Output everything from the line containing "--target pair of people" down to the end of the records below, inclusive, reproducing each line verbatim.

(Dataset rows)
_ _ _ _ _

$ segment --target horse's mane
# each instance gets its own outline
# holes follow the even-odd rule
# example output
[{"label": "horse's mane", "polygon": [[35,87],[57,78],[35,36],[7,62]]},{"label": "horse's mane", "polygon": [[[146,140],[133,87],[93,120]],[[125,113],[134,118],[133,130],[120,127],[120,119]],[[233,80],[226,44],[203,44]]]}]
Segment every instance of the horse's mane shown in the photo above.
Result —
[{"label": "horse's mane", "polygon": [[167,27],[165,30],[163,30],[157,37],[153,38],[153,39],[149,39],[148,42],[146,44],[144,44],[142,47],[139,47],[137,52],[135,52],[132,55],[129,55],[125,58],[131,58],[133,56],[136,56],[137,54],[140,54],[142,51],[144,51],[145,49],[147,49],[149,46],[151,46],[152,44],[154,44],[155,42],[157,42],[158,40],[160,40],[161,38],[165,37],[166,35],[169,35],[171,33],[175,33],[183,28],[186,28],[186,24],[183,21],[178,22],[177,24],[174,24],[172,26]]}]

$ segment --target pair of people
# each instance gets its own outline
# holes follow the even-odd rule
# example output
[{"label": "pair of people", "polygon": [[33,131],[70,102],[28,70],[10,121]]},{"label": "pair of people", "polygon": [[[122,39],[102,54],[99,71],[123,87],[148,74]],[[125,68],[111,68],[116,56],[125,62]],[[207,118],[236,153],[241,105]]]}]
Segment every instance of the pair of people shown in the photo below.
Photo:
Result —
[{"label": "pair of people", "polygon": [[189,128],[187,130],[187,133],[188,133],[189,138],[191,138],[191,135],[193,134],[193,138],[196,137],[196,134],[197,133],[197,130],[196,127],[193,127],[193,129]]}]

_ _ _ _ _

→ **SOLUTION TO THE EXERCISE**
$ segment --target pair of people
# each instance gets its own outline
# holes follow the even-odd rule
# example output
[{"label": "pair of people", "polygon": [[33,131],[70,102],[28,70],[10,121]]},{"label": "pair of people", "polygon": [[[122,39],[102,54],[99,71],[123,87],[148,74]],[[125,68],[111,68],[116,56],[125,62]],[[207,118],[236,153],[241,105]]]}]
Segment every instance of the pair of people shown in the photo below.
Photo:
Result —
[{"label": "pair of people", "polygon": [[189,128],[187,130],[187,133],[188,133],[189,138],[191,138],[191,135],[193,134],[193,138],[196,137],[196,134],[197,133],[197,130],[196,127],[193,127],[193,129]]}]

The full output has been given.